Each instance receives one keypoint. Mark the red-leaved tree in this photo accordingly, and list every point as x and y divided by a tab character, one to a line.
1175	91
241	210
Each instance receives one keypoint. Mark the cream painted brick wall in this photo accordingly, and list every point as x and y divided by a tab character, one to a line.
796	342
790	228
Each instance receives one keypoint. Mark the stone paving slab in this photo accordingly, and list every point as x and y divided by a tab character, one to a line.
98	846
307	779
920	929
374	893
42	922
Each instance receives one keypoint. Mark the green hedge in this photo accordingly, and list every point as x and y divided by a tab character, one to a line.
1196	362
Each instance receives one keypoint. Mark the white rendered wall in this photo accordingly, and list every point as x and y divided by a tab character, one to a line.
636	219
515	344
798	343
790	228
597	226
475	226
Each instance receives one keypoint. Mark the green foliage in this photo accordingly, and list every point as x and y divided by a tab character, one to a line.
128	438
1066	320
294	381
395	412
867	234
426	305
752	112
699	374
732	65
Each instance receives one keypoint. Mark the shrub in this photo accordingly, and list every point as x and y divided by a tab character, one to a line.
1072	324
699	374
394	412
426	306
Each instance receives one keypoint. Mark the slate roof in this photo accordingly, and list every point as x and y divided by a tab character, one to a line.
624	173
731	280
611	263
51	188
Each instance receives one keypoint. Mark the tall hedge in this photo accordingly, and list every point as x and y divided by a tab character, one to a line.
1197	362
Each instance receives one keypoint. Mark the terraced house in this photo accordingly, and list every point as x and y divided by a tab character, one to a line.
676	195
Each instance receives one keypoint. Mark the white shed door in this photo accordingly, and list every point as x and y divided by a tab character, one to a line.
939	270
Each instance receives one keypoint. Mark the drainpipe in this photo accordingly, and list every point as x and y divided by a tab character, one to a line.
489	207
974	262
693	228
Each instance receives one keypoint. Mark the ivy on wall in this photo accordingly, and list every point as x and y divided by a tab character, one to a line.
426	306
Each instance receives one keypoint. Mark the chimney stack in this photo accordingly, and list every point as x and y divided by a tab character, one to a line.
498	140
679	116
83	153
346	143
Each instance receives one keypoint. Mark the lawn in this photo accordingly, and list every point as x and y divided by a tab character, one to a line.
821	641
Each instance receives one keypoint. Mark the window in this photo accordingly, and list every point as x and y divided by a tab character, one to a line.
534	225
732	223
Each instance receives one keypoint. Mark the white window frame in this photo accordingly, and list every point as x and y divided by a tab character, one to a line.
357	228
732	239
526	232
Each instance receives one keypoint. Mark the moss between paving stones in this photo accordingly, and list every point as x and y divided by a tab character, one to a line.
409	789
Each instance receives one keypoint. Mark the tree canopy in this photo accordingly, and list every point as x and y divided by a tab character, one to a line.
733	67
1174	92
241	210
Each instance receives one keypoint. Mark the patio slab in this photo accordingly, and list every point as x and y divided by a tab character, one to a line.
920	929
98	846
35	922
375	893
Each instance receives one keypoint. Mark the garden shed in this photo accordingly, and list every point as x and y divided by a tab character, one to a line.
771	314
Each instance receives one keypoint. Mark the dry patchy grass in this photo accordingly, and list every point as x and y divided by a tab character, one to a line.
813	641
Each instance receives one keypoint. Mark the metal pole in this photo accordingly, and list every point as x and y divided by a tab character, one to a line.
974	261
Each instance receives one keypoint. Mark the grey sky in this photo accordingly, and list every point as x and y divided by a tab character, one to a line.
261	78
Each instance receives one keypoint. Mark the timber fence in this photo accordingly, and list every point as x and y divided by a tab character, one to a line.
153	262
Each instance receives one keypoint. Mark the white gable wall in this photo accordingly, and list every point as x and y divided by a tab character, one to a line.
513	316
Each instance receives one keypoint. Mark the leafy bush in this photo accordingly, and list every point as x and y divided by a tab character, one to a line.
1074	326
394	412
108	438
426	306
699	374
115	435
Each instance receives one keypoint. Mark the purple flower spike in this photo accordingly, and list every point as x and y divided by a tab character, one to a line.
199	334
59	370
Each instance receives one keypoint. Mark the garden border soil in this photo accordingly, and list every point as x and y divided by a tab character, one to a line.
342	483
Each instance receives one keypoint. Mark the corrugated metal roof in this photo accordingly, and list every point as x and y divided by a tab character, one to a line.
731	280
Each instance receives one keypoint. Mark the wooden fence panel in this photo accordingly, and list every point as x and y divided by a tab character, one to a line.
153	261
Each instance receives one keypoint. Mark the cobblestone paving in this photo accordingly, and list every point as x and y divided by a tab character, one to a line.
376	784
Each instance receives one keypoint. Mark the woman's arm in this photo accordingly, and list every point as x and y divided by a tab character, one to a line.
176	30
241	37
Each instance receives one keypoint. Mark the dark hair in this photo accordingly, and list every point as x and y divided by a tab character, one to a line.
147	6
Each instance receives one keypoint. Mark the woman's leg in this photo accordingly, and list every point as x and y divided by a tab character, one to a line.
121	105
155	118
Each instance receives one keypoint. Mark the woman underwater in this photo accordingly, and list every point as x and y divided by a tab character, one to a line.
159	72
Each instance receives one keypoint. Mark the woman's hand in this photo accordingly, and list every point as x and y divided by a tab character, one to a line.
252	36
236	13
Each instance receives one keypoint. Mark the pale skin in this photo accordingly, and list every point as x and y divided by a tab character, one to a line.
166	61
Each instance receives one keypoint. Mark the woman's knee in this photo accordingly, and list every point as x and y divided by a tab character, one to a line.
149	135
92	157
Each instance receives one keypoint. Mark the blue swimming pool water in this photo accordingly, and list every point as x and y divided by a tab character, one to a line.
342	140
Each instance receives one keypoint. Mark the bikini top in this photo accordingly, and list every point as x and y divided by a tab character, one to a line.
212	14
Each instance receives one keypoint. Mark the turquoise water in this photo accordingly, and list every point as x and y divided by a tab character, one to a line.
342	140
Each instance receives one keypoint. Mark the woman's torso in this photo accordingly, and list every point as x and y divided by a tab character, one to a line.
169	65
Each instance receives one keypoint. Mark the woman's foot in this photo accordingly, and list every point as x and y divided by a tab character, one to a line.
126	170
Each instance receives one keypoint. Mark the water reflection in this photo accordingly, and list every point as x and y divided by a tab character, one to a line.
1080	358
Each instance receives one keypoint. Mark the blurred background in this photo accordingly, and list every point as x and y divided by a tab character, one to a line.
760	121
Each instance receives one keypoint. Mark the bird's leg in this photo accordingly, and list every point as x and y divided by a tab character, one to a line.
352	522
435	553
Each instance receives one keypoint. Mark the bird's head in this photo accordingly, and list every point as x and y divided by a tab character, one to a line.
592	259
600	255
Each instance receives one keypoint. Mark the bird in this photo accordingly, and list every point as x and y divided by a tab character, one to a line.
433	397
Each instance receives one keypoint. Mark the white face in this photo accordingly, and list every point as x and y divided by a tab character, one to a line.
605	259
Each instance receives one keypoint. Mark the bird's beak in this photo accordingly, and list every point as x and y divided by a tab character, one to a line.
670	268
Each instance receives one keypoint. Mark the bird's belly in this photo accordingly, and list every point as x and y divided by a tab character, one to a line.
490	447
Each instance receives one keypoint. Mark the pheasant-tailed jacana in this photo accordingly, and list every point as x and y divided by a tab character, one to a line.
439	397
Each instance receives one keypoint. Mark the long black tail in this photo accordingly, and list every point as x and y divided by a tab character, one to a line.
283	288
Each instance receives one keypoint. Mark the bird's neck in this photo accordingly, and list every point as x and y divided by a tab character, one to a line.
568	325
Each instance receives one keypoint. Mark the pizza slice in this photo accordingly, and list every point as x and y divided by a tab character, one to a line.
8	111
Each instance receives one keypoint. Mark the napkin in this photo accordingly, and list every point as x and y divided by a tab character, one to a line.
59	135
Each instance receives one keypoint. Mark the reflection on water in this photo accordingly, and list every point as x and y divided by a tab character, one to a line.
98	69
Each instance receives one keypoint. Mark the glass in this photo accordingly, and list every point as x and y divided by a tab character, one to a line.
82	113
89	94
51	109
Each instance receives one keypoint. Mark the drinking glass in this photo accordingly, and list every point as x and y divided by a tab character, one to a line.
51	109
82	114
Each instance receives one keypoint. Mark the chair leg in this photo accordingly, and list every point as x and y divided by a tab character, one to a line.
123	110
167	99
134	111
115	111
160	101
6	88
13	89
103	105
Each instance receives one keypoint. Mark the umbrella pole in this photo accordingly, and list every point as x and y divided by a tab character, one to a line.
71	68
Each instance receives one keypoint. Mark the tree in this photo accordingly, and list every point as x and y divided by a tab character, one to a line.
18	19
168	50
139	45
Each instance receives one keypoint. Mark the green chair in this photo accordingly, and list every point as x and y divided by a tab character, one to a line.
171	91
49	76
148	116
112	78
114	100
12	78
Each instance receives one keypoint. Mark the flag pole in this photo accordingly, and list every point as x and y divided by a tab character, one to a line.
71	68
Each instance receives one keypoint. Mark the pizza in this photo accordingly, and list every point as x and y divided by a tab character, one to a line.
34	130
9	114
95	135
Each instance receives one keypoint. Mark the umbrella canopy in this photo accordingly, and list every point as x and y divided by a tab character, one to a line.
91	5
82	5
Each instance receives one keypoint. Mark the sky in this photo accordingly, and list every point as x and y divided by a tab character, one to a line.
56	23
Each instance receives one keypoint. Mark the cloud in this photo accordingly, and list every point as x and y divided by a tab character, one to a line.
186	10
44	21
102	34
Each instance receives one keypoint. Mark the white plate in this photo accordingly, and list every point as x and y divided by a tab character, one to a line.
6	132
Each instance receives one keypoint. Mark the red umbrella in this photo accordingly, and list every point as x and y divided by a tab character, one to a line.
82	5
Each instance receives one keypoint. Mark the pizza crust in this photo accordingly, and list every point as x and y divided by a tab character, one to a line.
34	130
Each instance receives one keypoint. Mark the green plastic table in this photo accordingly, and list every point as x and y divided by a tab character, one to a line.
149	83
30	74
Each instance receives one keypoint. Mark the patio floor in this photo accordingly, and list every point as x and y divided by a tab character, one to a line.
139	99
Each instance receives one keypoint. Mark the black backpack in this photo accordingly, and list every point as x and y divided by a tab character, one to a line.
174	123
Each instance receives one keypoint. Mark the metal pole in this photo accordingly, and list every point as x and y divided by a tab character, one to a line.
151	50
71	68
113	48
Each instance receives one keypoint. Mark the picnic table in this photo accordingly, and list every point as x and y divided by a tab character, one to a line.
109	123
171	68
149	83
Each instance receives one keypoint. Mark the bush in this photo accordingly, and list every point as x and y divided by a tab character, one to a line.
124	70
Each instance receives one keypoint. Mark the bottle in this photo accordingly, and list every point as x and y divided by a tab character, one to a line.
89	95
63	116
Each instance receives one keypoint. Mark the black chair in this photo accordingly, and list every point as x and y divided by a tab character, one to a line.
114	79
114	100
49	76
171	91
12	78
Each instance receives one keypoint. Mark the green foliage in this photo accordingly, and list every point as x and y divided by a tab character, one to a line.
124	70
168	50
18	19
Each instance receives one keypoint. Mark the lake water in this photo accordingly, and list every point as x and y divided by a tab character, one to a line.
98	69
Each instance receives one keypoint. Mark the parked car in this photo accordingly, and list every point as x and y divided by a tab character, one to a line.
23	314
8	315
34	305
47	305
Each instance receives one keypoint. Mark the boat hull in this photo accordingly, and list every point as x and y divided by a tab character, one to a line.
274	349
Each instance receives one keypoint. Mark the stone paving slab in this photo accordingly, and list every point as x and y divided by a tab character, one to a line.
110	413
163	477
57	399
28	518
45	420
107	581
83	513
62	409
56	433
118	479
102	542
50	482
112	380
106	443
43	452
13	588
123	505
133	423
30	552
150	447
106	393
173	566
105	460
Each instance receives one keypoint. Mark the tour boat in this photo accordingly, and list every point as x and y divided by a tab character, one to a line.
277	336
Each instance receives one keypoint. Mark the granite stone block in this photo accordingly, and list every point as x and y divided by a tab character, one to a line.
○ ○ ○ ○
◆ Task brief ◆
Reproduce without any change every line from the line containing "Each instance receives one keypoint. Mark the boat" through the last line of the rows above.

◆ Output below ◆
Each instance receives one keypoint. Mark the boat hull in this photo accordingly, and list every point as x and y divided by a tab character, one to a line.
274	349
Each instance receives one keypoint. Mark the stone paving slab in this photo accordingly, and list every point as x and y divided by a tab character, one to a line.
110	413
163	477
57	399
28	518
45	420
107	581
83	513
62	409
56	433
118	479
102	542
50	482
112	380
106	443
43	452
13	588
123	505
133	423
30	552
150	447
106	393
173	566
105	460
Each instance receives one keypoint. Mark the tour boat in this photo accordingly, and list every point as x and y divided by a tab character, one to a line.
277	336
Each instance receives one keypoint. Mark the granite stone block in this photo accordingly, and list every point as x and y divided by a tab character, one to a line.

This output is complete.